[Exercise inputs]
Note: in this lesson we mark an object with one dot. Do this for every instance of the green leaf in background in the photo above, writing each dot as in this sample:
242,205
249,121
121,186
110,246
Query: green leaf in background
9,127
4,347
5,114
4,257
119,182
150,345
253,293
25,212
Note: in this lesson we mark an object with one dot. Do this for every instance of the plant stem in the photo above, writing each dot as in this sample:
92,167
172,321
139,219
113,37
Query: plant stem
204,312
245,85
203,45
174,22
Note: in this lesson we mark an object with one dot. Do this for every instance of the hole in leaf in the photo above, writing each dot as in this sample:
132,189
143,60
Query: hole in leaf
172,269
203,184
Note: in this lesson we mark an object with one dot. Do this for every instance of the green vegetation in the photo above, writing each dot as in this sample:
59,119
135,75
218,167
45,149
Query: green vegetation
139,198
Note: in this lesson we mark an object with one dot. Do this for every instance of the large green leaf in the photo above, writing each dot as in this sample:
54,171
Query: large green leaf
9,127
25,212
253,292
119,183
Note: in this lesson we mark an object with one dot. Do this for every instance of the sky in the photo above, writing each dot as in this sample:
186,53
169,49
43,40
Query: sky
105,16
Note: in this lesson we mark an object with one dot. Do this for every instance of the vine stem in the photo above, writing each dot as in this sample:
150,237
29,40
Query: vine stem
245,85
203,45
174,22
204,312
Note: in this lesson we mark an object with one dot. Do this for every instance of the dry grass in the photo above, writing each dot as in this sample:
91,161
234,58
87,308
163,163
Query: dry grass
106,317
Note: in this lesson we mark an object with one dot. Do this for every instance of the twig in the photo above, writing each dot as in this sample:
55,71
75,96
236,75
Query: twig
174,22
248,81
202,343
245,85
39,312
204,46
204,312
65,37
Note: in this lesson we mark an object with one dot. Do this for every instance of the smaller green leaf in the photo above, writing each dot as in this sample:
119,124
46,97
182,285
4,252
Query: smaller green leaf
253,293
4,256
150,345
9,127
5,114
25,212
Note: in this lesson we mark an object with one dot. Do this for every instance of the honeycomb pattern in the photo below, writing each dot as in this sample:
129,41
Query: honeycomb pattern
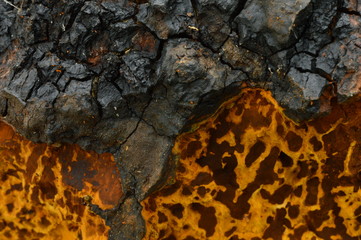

[Problem requirements] Turn every line of the material into a JSON list of strings, one string per line, leaving out blank lines and the pictures.

[Output of the exercise]
[
  "Note: in this lesson we mark an object with one dot. Do this for every instance of the green leaf in background in the photo above, writing each dot as in this sample:",
  "242,205",
  "249,121",
  "121,186",
  "110,246",
  "Query: green leaf in background",
  "9,127",
  "4,347",
  "5,114",
  "4,257",
  "119,182",
  "150,345",
  "253,293",
  "25,212",
  "Note: in this lesson we mark an object with one dot. Do this for every instance of the plant stem in the photo above, writing each dot as in this sample:",
  "92,167",
  "172,321",
  "139,219",
  "113,37",
  "Query: plant stem",
  "204,312",
  "245,85",
  "203,45",
  "174,22",
  "Note: in this lesson we mark an object with one dot. Do this for every instance of the hole in leaf in the photo above, writing each dot as in this sample:",
  "132,189",
  "143,60",
  "Query: hole in leaf",
  "172,269",
  "203,184",
  "Note: in this lesson we mark an object with one dot. Do this for every instance of the green vegetation in the photo above, writing each dot as in this sample:",
  "59,119",
  "135,75",
  "218,167",
  "45,149",
  "Query: green vegetation",
  "139,198",
  "Note: in this lesson we mark an object with one dot. Do this for every instance of the large green leaf in the photo above, writing each dot as in this sample:",
  "54,171",
  "Query: large green leaf",
  "9,127",
  "25,212",
  "253,292",
  "119,183",
  "Note: in this lesson we mark an object with one dot. Do this for every instance of the sky in the photo above, writing each dot as in this sample:",
  "186,53",
  "169,49",
  "43,40",
  "Query: sky",
  "105,16",
  "Note: in this lesson we mark an object with one dot. Do this for every instance of the vine stem in the photo above, writing each dot as in this sample:",
  "150,237",
  "29,40",
  "Query: vine stem",
  "245,85",
  "203,45",
  "174,22",
  "204,312",
  "Note: in this lesson we mark an object with one dot. Do this for every instance of the dry grass in the photo above, writing each dot as in this sample:",
  "91,161",
  "234,58",
  "87,308",
  "163,163",
  "Query: dry grass",
  "106,317",
  "Note: in this lesson we mark an object with one dot. Do this for every instance of the twig in the photo above, writing each dot as in this sample:",
  "55,71",
  "75,96",
  "236,75",
  "Query: twig",
  "174,22",
  "248,81",
  "202,343",
  "245,85",
  "39,312",
  "204,46",
  "204,312",
  "65,37",
  "Note: in this lesson we mark an object with one dot. Do this for every instance of the smaller green leaf in the photo above, writing each dot as in this sample:",
  "119,124",
  "46,97",
  "182,285",
  "4,252",
  "Query: smaller green leaf",
  "253,293",
  "4,256",
  "150,345",
  "9,127",
  "5,114",
  "25,212",
  "Note: in this lesson we mark an object with one dot. Do this for every instance of the honeycomb pattern in the photo below, writing each dot as in this sample:",
  "129,41",
  "Query: honeycomb pattern"
]